■ To be done
Can you write out the material below again, swapping "tag" for "mark" everywhere it appears and leaving everything else unchanged?

■ Supplied records

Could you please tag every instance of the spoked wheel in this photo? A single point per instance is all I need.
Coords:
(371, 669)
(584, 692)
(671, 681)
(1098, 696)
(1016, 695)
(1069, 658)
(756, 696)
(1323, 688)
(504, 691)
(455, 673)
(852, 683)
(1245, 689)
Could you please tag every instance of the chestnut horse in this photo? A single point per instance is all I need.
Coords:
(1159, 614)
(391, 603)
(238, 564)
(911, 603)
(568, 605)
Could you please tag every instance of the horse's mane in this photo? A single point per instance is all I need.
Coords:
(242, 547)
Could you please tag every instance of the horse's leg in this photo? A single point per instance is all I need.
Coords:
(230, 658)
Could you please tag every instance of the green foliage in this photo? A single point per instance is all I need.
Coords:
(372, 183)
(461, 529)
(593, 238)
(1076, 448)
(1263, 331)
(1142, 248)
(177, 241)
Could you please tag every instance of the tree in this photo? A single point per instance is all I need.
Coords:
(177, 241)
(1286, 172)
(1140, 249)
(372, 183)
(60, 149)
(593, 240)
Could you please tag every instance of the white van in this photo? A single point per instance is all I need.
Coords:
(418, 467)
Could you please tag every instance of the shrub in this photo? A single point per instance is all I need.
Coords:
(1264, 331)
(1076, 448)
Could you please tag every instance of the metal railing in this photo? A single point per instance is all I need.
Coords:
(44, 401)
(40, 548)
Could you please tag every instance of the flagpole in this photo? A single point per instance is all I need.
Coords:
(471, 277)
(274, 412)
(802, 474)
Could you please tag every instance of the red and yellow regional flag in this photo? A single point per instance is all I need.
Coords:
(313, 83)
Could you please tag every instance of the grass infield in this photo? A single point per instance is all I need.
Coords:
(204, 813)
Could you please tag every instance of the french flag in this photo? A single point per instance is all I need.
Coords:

■ Exercise answer
Could you please mark every instance of the spoked wheel in this photo? A single point per instance is all I need.
Coords:
(371, 669)
(584, 692)
(671, 681)
(1098, 696)
(1016, 695)
(1069, 658)
(756, 696)
(1323, 688)
(504, 691)
(455, 673)
(852, 683)
(1245, 689)
Could you please mark every instance of the chestnut horse in this photo? A single point per instance is all I need.
Coords:
(1159, 614)
(391, 603)
(238, 564)
(911, 603)
(568, 605)
Could you please mark every instance of the horse's mane in this photo? A single point per instance is all I need.
Coords:
(242, 547)
Could you please mark every instance of the horse's leg in this photo? A single point per instance is all I need.
Coords:
(230, 658)
Could you please mark every instance of the green foliage in this photo? A single point per instance is all I need.
Coords:
(372, 183)
(461, 529)
(593, 238)
(1076, 448)
(1263, 331)
(1142, 248)
(177, 241)
Could you please mark every instance of the tree in this photo? A single point per instance is all I need.
Coords:
(177, 241)
(1286, 172)
(1140, 249)
(372, 183)
(60, 149)
(593, 240)
Could you please mark every instance of the white van in this photo? A single point per instance is all I need.
Coords:
(418, 467)
Could you please mark every instance of the shrub in this photo? A single point per instance is all I need.
Coords:
(1264, 331)
(1076, 448)
Could you please mark every instance of the metal railing in this photo? A single point per instance is all I need.
Coords:
(44, 401)
(40, 548)
Could you please mark every instance of the flagpole in this photo? A single point per instance is all I need.
Coords:
(471, 277)
(274, 412)
(802, 474)
Could you please mark every instance of the red and yellow regional flag in this photo? A single point per instance is all I need.
Coords:
(313, 83)
Could you please mark every instance of the grass infield in this photo? A single point per instance is all I need.
Coords:
(204, 813)
Could you please mark every instance of the french flag in this photo? A single point per instance is all I need.
Coords:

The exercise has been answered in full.